>> Start Given records

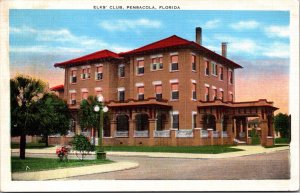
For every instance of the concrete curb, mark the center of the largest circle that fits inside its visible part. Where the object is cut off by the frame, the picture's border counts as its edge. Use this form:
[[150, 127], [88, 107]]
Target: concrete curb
[[70, 172], [248, 150]]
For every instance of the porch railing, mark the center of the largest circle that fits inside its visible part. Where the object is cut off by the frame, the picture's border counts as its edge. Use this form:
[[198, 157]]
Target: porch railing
[[204, 133], [215, 134], [121, 134], [141, 133], [164, 133], [184, 133], [224, 134]]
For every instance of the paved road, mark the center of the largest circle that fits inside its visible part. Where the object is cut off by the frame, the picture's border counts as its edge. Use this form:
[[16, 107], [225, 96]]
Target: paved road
[[262, 166]]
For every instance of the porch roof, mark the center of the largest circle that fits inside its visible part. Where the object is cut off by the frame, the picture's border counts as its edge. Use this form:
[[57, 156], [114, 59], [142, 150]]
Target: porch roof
[[136, 103]]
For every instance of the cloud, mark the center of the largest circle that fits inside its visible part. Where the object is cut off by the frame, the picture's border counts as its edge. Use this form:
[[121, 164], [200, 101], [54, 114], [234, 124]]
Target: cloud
[[277, 31], [65, 40], [249, 46], [242, 25], [211, 24], [129, 24]]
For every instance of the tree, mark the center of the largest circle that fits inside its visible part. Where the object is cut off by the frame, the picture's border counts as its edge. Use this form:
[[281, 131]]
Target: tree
[[25, 92], [53, 116], [282, 124]]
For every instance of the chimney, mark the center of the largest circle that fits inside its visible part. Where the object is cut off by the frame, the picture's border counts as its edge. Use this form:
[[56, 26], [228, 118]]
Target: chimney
[[199, 35], [224, 49]]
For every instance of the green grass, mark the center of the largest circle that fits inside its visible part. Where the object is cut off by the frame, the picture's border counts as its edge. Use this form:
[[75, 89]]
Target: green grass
[[37, 164], [282, 140], [277, 145], [181, 149], [30, 145]]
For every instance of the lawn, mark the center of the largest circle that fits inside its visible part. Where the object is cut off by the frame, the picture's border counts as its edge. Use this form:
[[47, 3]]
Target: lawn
[[181, 149], [282, 140], [30, 145], [37, 164]]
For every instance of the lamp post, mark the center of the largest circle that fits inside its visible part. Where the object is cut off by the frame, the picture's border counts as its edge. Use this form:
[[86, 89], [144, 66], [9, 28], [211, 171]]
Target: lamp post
[[101, 108]]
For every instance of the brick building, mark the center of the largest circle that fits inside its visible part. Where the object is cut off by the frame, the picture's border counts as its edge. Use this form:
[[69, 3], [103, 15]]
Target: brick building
[[170, 92]]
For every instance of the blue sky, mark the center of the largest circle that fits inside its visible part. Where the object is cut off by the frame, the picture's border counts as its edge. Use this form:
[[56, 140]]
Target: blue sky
[[258, 40]]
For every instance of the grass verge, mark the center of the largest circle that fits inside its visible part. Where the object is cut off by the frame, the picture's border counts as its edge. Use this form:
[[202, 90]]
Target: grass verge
[[38, 164], [30, 145], [180, 149]]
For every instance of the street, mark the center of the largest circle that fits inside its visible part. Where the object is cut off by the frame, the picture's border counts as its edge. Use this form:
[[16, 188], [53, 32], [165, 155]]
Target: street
[[261, 166]]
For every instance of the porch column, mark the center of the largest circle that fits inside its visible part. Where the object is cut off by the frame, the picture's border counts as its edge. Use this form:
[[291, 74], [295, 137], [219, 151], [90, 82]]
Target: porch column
[[131, 131], [152, 124]]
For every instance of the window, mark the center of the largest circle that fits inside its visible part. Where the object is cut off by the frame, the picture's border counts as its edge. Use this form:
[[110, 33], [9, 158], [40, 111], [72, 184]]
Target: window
[[174, 63], [175, 91], [156, 64], [121, 70], [221, 73], [158, 92], [194, 96], [207, 68], [88, 74], [206, 93], [213, 68], [193, 59], [73, 78], [175, 123], [99, 72], [73, 99], [84, 95], [140, 67], [121, 95], [215, 94], [141, 93], [222, 95], [230, 77]]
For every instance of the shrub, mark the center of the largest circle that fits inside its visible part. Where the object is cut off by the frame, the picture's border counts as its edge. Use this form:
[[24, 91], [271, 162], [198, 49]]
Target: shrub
[[82, 145]]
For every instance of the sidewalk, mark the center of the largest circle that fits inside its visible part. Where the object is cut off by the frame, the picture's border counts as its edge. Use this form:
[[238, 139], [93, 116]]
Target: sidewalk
[[70, 172], [248, 150]]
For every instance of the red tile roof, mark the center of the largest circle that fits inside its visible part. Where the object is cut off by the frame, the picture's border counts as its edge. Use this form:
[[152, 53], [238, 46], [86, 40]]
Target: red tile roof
[[175, 41], [103, 54], [170, 42], [57, 88]]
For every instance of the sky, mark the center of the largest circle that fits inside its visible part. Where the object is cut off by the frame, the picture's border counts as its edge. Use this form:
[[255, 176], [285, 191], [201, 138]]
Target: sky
[[257, 40]]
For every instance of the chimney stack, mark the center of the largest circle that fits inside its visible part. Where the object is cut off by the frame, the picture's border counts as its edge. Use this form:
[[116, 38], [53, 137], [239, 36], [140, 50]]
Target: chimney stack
[[199, 35], [224, 49]]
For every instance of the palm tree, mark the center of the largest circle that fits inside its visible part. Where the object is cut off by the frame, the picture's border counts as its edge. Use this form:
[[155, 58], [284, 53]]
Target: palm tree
[[25, 92]]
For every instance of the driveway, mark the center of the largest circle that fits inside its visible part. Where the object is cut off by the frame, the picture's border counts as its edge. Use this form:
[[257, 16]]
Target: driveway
[[273, 165]]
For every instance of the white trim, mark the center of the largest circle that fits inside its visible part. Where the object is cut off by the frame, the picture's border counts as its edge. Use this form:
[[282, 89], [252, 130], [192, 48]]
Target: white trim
[[157, 82], [121, 89], [156, 56], [174, 81], [97, 65], [139, 59], [175, 113], [139, 84]]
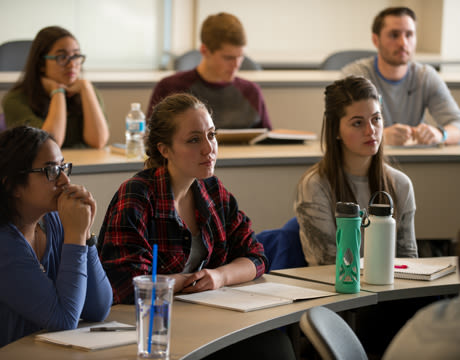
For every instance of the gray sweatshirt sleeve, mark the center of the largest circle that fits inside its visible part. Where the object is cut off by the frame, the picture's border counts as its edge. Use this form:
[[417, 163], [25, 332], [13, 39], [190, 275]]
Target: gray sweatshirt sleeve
[[314, 211]]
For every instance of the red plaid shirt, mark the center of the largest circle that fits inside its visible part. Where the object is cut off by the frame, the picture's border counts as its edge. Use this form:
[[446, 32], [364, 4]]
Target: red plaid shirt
[[142, 213]]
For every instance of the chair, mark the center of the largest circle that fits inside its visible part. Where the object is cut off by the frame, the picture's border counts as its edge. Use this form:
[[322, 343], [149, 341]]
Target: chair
[[330, 335], [338, 60], [192, 58], [13, 55], [282, 246], [2, 122]]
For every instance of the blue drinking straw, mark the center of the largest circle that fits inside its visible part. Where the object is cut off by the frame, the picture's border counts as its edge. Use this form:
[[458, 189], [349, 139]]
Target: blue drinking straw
[[152, 304]]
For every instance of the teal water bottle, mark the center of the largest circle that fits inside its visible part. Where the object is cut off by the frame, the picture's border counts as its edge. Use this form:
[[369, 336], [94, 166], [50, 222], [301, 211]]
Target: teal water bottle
[[348, 240]]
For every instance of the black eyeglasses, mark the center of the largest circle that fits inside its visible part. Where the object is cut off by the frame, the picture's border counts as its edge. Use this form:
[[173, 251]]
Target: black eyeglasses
[[63, 60], [52, 172]]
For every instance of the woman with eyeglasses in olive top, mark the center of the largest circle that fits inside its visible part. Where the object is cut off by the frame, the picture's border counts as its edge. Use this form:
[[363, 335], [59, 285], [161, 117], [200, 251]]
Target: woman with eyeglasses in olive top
[[50, 95], [50, 271]]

>> End Given records

◆ Written instruction ◆
Return every line of the rows above word for word, leaving out the pictures.

◆ Worked solution ◆
For every instance of the concrete curb, mark the center of the largest circle that fits inside its visible part. Where the object is cut off by the frame, the picture's border counts as its edge. Use this form:
[[150, 127], [88, 107]]
Target: concrete curb
[[70, 172], [248, 150]]
For every instance of the porch railing, mark the center of the largest circle that fits inside its visible part. Where the object is cut off by the frame, the picture's border counts as its edge. Use this form:
[[198, 157]]
Target: porch railing
[[204, 133], [215, 134], [121, 134], [141, 133], [164, 133], [184, 133], [224, 134]]
For every instance of the paved road, mark the center of the largest circle that fits inside its visible part. Where the object is cut off by the frame, the picture's border counts as its edge. Use this form:
[[16, 107], [225, 96]]
Target: paved road
[[262, 166]]
For every instance of the porch roof, mark the center of the largest circle that fits inside its visible part. Where the object is cut off by the frame, the picture's border counts as its edge. Use this form:
[[57, 156], [114, 59], [142, 150]]
Target: porch roof
[[136, 103]]
For every instance of the cloud, mark the center of the largest circle that fits inside its visible part. Where the object is cut off by the frame, the picture's border counts as its edge. Use this form:
[[121, 164], [200, 101], [54, 114], [234, 124]]
Target: cloud
[[277, 31], [65, 40], [249, 46], [242, 25], [211, 24], [129, 24]]
For every instance of the tree, mark the center of the largest circle that fits inside its visible part. Where the object is cut off by the frame, the picture's border counts as its edge. Use this form:
[[281, 131]]
Target: tree
[[25, 92], [53, 116], [282, 124]]
For every instance of the chimney, mark the center of the largest circle that fits inside its visible part. Where the object is cut off by the frame, the picture's border counts as its edge. Use this form:
[[56, 26], [228, 118]]
Target: chimney
[[199, 35], [224, 49]]
For every instance of the green grass, mark the center of the largest circle that fits inside its visible part. Where the object is cut off by the frame, the picture's border counts as its edge. Use this form:
[[75, 89]]
Target: green grass
[[37, 164], [282, 140], [277, 145], [181, 149], [30, 145]]
For every instance of the lawn, mark the center of the largest circle that fits inside its visible part. Where the object is cut off by the frame, the picture's border counts as its edge. Use this form:
[[47, 3]]
Target: lawn
[[181, 149], [282, 140], [30, 145], [37, 164]]
For every instance of the lamp post, mark the center of the largest circle that fits inside its visible part. Where the object is cut off by the frame, the picture's border counts as its edge. Use this form:
[[86, 89], [144, 66], [9, 28], [211, 171]]
Target: lamp post
[[101, 108]]
For every instance of the brick building, mark the center of the largest circle that fits inside its visible part. Where the object is cut off by the frame, the picture's border counts as its edge. Use this form:
[[69, 3], [103, 15]]
Target: brick building
[[170, 92]]
For every instance of the blue sky, mark the center of the largest circle that fits inside its visible part. Where the object is cut off by the frame, the picture's border counts as its edge. Use this form:
[[56, 140]]
Target: blue sky
[[258, 40]]
For every instance of the grass verge, mark the center of the largest circle that fits inside its visible part. Where the object is cut off by the frame, the picture's border counts as its edge. Use this form:
[[202, 90]]
Target: grass verge
[[38, 164], [30, 145], [180, 149]]
For every instance of the street, mark the center of the largest circle that fits inside its visible part. Where the object is cut off by the frame, the picture's border counts as its edge. Use this form:
[[16, 188], [53, 32], [165, 155]]
Target: street
[[261, 166]]
For every instance of the porch column, mark the center of the largest circle that fits inside its visible part. Where the object is cut off by the frame, the picture's border counts as its edge. Use this form:
[[291, 74], [295, 137], [219, 151], [90, 82]]
Target: porch column
[[131, 131], [152, 124]]
For every instance of the window, mark the center of the largest circle that fits inside its visible part. Where the object is cut off by the frame, the picture's border counts as its edge. Use this form:
[[110, 33], [9, 158], [40, 111], [72, 184]]
Target: window
[[174, 63], [175, 91], [156, 64], [121, 70], [221, 73], [158, 92], [194, 96], [207, 68], [88, 74], [206, 93], [213, 68], [193, 59], [73, 78], [175, 123], [99, 72], [73, 99], [84, 95], [140, 67], [121, 95], [215, 94], [141, 93], [222, 95], [230, 77]]
For every instance of the shrub, mark the center of the largest circle that fits inside its visible part. Where the object is cut off by the frame, the picture's border counts as its edge. Use this form:
[[24, 91], [271, 162], [198, 49]]
Target: shrub
[[82, 145]]
For every instance of the sidewalk, mark the center of the largest circle that fits inside its visible part. Where the object is cut off by the frame, the picture's border counts as its edge. Use this form:
[[238, 139], [93, 116]]
Target: sidewalk
[[70, 172], [248, 150]]
For every instance of the red tile roof, mark the center of the largest circle that fits inside its visible part. Where the object is cut off by the frame, the picture's border counts as its edge. Use this form:
[[152, 53], [238, 46], [86, 40]]
Target: red tile roof
[[175, 41], [103, 54], [170, 42], [57, 88]]
For every instance of the sky, mark the center of the largest circle that fits inside its visible part. Where the object is cut off by the frame, the picture's border counts as its edge. Use this form:
[[255, 176], [285, 191], [201, 138]]
Target: sky
[[257, 40]]
For every instance of the chimney stack, mark the center of the largest circle that fits inside its visible part. Where the object is cut off by the frame, the picture's border counts as its edge. Use this form:
[[116, 38], [53, 137], [239, 36], [140, 50]]
Target: chimney stack
[[199, 35], [224, 49]]
For every instance of the palm tree, mark the center of the largest circle that fits inside its visible part. Where the object is cut off by the frame, the picture's border counts as its edge. Use this form:
[[155, 58], [284, 53]]
Target: palm tree
[[25, 92]]
For every instance of the driveway, mark the center of the largest circle that fits inside its visible part. Where the object is cut off by the frame, the picture's border counts as its edge. Use this form:
[[257, 16]]
Target: driveway
[[273, 165]]
For every instance of the white trim, mark the center of the largest circle that fits inside its visible part. Where the object is cut off by the frame, the picture's border counts as its edge. Use this form:
[[282, 89], [252, 130], [192, 48]]
Target: white trim
[[157, 82], [121, 89], [156, 56], [174, 81], [97, 65], [139, 59], [175, 113], [139, 84]]
For every instance of the gray sweatshirt sleeve, mark the center of the largest circle that fits inside its visible part. Where the object is cut off by the frame, the picture's border counts as its edge. Use this form:
[[417, 163], [25, 332], [13, 39], [190, 275]]
Target: gray sweatshirt sleeve
[[314, 211]]
For every instance of the red plaid shirt, mark the center of the largest circle that fits inside its visible part. Where the object is cut off by the frame, the picture's border counts as its edge. Use this form:
[[446, 32], [364, 4]]
Target: red plaid shirt
[[142, 213]]
For every instance of the chair, mark the center of the largest circle that fits inside its visible part. Where the object is cut off by the frame, the picture's border counts as its edge. Use this form:
[[322, 343], [149, 341]]
Target: chair
[[330, 335], [338, 60], [192, 58], [13, 55], [282, 246], [2, 122]]
For every instance of the blue drinking straw, mark the center of the largest circle that fits inside its visible part. Where the object is cut off by the frame, the picture's border counts as its edge. Use this form:
[[458, 189], [349, 139]]
Target: blue drinking straw
[[152, 304]]
For every instance of the teal water bottle, mark the center of the largest circle that fits inside its visible part. Where the object is cut off by the frame, the picture's border counts as its edge. Use this form:
[[369, 336], [94, 166], [50, 222], [301, 211]]
Target: teal water bottle
[[348, 240]]
For every instance of the black eyeglasses, mark the center of the largest circle that fits inside its visible part. Where the object is cut off by the frame, the picture's border counts as its edge. Use this form:
[[173, 251]]
Target: black eyeglasses
[[63, 60], [52, 172]]
For every instance of the woman with eyeglasses in olive top, mark the center of the largest circle that fits inside its visible part. Where the object is cut off by the frame, the picture's border counts as its edge. Use this form:
[[363, 335], [59, 285], [161, 117], [200, 251]]
Target: woman with eyeglasses in olive top
[[50, 95], [50, 271]]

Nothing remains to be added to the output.